Please output exactly the lines of the material from the first through the line containing "positive clicks: (13, 352) (18, 355) (7, 345)", and nothing more.

+---+

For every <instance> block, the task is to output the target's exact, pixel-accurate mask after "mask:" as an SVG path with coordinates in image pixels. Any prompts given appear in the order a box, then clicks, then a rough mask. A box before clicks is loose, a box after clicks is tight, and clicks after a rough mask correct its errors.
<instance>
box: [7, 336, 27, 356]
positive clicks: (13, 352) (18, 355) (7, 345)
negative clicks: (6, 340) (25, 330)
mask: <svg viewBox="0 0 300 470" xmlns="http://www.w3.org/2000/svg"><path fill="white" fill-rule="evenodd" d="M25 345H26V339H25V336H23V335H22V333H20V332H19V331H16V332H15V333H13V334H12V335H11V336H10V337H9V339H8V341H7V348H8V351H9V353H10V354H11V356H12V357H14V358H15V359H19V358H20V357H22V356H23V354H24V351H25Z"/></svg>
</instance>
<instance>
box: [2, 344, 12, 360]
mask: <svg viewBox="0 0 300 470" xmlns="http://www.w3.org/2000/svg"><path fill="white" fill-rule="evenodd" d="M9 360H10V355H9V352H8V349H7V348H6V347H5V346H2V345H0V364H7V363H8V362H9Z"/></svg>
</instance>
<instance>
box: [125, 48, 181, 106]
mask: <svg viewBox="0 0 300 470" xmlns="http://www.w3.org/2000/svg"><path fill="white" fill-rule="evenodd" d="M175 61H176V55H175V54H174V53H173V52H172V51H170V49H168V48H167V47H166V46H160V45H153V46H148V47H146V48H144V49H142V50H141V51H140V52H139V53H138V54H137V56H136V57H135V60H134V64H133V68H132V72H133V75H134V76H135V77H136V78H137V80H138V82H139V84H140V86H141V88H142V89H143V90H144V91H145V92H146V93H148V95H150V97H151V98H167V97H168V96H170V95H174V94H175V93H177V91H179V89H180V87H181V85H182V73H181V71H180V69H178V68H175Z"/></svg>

+---+

▶ **THE ANSWER**:
For every <instance> block, the task is to output the target's exact, pixel-accurate mask after "mask:" as an SVG path with coordinates in image pixels. Any prompts given appear in the order a box, then clicks, then a rough mask. A box before clicks is loose, a box after clicks is tight, and clicks after a rough mask correct its errors.
<instance>
box: [7, 336, 27, 356]
positive clicks: (13, 352) (18, 355) (7, 345)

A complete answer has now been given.